→ **What to work on**:
Your task is to print all of the data word for word.

[Given data Boundary: Start]

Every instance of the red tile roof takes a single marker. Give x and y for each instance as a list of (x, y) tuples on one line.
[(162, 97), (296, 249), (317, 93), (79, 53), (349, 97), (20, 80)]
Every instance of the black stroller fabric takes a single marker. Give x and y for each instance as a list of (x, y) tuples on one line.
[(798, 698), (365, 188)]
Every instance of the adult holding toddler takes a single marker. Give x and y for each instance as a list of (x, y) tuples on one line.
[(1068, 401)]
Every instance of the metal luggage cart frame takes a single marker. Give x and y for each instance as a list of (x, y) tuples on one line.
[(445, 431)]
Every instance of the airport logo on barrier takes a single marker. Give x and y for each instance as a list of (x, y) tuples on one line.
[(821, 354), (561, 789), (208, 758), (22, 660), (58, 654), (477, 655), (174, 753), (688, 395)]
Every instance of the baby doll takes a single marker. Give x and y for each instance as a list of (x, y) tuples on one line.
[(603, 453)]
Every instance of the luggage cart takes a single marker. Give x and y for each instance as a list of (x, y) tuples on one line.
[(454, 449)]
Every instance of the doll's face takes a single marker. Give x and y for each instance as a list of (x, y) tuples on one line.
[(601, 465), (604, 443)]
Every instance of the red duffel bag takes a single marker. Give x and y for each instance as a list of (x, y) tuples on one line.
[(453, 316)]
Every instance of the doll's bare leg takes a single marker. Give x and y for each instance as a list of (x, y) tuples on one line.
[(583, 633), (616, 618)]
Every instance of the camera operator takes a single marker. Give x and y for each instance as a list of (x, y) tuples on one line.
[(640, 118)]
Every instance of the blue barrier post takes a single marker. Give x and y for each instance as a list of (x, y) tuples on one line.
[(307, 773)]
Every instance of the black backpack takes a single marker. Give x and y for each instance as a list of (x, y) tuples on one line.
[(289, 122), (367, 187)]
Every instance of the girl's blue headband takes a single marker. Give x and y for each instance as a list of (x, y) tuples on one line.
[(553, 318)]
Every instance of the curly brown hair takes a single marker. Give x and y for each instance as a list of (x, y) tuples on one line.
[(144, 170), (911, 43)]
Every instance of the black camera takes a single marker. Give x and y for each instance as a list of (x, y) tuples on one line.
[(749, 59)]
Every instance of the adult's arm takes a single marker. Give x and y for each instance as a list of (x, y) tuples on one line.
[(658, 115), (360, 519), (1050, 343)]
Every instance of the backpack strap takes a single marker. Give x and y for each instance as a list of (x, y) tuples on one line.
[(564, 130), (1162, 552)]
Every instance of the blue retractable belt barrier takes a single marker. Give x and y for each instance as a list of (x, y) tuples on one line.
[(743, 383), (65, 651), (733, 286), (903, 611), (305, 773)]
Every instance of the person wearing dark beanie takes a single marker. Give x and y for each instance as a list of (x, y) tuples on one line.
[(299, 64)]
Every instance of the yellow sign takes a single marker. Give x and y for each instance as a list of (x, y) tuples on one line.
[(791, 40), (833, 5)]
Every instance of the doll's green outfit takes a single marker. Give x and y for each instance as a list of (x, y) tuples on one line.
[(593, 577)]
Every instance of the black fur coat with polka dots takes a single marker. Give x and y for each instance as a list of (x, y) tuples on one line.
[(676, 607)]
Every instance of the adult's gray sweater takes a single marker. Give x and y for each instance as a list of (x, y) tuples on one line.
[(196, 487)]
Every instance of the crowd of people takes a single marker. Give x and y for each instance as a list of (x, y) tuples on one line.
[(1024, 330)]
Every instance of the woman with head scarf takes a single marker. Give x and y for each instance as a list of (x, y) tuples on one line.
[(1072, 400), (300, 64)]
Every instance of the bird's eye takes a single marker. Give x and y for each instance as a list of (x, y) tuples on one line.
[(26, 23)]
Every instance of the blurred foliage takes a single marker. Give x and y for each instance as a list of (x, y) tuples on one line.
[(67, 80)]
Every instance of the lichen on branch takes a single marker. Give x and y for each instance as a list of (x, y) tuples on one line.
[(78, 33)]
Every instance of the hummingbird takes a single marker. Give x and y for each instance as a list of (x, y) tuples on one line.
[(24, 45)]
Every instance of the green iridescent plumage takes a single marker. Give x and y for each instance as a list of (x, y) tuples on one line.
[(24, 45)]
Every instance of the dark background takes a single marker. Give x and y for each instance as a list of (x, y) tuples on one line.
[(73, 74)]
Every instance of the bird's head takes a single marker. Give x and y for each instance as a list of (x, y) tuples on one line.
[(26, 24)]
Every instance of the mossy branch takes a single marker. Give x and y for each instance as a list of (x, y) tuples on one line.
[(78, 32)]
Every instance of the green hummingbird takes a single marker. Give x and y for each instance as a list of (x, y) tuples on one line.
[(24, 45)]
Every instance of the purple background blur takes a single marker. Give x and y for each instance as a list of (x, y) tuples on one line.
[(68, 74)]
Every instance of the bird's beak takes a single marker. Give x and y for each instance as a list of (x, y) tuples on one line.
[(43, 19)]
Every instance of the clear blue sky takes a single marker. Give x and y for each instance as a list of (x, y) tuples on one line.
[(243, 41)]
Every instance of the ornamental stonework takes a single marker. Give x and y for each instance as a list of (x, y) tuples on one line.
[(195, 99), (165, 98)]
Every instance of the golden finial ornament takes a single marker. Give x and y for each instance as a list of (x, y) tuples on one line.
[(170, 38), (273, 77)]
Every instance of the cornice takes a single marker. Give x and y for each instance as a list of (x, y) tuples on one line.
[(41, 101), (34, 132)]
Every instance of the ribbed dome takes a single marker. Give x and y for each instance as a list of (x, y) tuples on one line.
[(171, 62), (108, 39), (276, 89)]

[Given data Boundary: End]

→ **Exercise answer**:
Every instance of the red tile roof takes a single marker. Give x and y for each instance as a list of (x, y) tuples on one line.
[(162, 97), (296, 249), (317, 93), (79, 53), (349, 97), (20, 80)]
Every instance of the black stroller fabric takes a single marker. Give x and y for each instance as a list of (x, y) tuples on one line.
[(798, 698), (365, 188)]
Every instance of the adult holding toddler takes a single marker. Give x and y for each instance as a list of (x, y) tuples on one line.
[(1068, 401)]
Every instance of the metal luggage cart frame takes a single marker. Give x and y for each instance as a list of (x, y) tuples on one line.
[(445, 431)]
Every instance of the airport logo on barrier takes a single marker. Give x and y for each instance as a list of (x, y) tuples on one line.
[(821, 354), (561, 789), (208, 758), (22, 660), (58, 654), (477, 655), (174, 753), (688, 395)]
Every instance of the baby doll takes a single marker. Give x and y for each instance as a list of (x, y) tuples on one line.
[(603, 453)]
Every instance of the luggage cart takes a single marker. Give x and y for each instance as a list of (x, y) tuples on one line.
[(454, 449)]
Every instance of the doll's face takes a single marker. Give x and y for each instance as a list of (x, y) tuples on one line.
[(601, 465), (604, 443)]
Every instance of the red duffel bag takes a single marker. Give x and y for each instance as a list of (x, y) tuples on one line.
[(453, 316)]
Every instance of the doll's bare leg takes a single marker. Give x and y for each instance as a list of (x, y) tuples on one line.
[(583, 633), (616, 618)]
Every instance of the camera operator takes a single marker. Give x and y for each instance as a list of (x, y) tuples on one line.
[(640, 118)]
Every instance of the blue barrier post takes a single marker. Give x and y for each instance as a list of (x, y) tuples on one line.
[(307, 773)]
Every instance of the black backpack takes a single marker. Give x and y for each instance as a list of (x, y) tuples on one line.
[(289, 122), (367, 187)]
Every instance of the girl's blue headband takes a single marker. Give x and y for each instance as a list of (x, y) tuples on one line.
[(553, 318)]
Every instance of the curly brown hair takes a single marker. Give x and y for each instance as a list of (x, y) tuples on one line.
[(144, 170), (911, 43)]
Every instance of the black camera takes a single marker. Give x and y for each instance as a list of (x, y) tuples on one line.
[(749, 59)]
Every instance of the adult's arm takes a single marker. Give x and y for each instance as a list of (x, y) tuples on one line.
[(658, 115), (360, 519), (1050, 343)]
Every instance of the backpack strap takes a single marker. Give x and y for each instance as a list of (x, y) tuples on one line.
[(564, 130), (1162, 552)]
Every instance of the blue retractable belt barrier takes a single marker. Give x and y for each instance as a list of (x, y) tuples on one line.
[(743, 383), (65, 651), (733, 286), (903, 611), (305, 773)]
Every instance of the person wearing dark beanie takes a single marker. Give x and y for each instance as a list of (x, y) tuples on one line.
[(299, 64)]
Every instance of the yellow sign takes a single marker. Give x and y for each instance as a list of (x, y) tuples on one line.
[(791, 40), (833, 5)]
Every instance of the doll's green outfit takes a single marker. Give x and y for each instance as a list of (x, y) tuples on one line.
[(593, 577)]
Every instance of the black fur coat with polka dots takes a single marker. Give x and y for each instance as a list of (x, y) tuples on one line.
[(676, 607)]
Every instance of the adult's gray sweater takes a single marker. Give x and y for each instance as a list of (x, y) tuples on one line.
[(196, 487)]
Every instance of the crowd of people takes a single marker. Give x and y for each instance as a list of (x, y) tuples on one line.
[(1024, 330)]
Every instance of the woman with head scarf takes a single marker. Give x and y for each instance as a list of (x, y) tuples on one line.
[(1072, 400), (300, 64)]
Every instance of the bird's eye takes a single marker. Give x and y for each instance as a list of (x, y) tuples on one line.
[(26, 23)]
Every instance of the blurred foliage takes a single marker. Give x and y for each instance as a list of (x, y) tuples on one line.
[(67, 80)]
Every instance of the lichen on branch takes a single marker. Give x and y for each instance as a list of (x, y) tuples on one line.
[(78, 33)]
Every instance of the hummingbird takes a single marker. Give x and y for each instance as a list of (x, y) tuples on one line.
[(24, 45)]
Every instance of the green iridescent plumage takes a single marker. Give x and y for each instance as a list of (x, y) tuples on one line.
[(24, 45)]
Every instance of the dark background takes a single marker. Give x and y for each instance as a list of (x, y) tuples on one line.
[(73, 74)]
Every instance of the bird's head takes a single marker. Give x and y for each instance as a list of (x, y) tuples on one line.
[(26, 24)]
Every instance of the mossy branch takes a single marker. Give x and y for each instance as a list of (x, y) tuples on one line.
[(78, 32)]
Every instance of the green hummingbird takes a single marker. Give x and y for each instance as a list of (x, y) tuples on one line.
[(24, 45)]
Every instance of the purple background blur takes a single marker. Give x and y for each instance as a list of (x, y) tuples on one line.
[(68, 74)]
Every instance of the bird's beak takes a single marker. Give x and y for each instance as a list of (x, y) tuples on one line.
[(43, 19)]
Every instance of the clear blue sky takes a single marker. Give x and y for each instance as a list of (x, y) tuples on one line.
[(243, 41)]
Every instance of the ornamental stonework takes a single marker. Give x and y for each instance as a list of (x, y) tuples on one line.
[(195, 99), (165, 98)]
Every instance of the golden finial ornament takes a single marker. Give x and y for each instance as a list of (x, y) tuples on one line.
[(170, 38), (273, 77)]
Every instance of the cornice takes a single marker. Give x and y for each instance as a list of (x, y) tuples on one line.
[(41, 101), (34, 132)]
Every instance of the ribbed dome takes a single marker. Give x and y for each instance as a list of (x, y) tuples on one line.
[(171, 62), (108, 39), (276, 89)]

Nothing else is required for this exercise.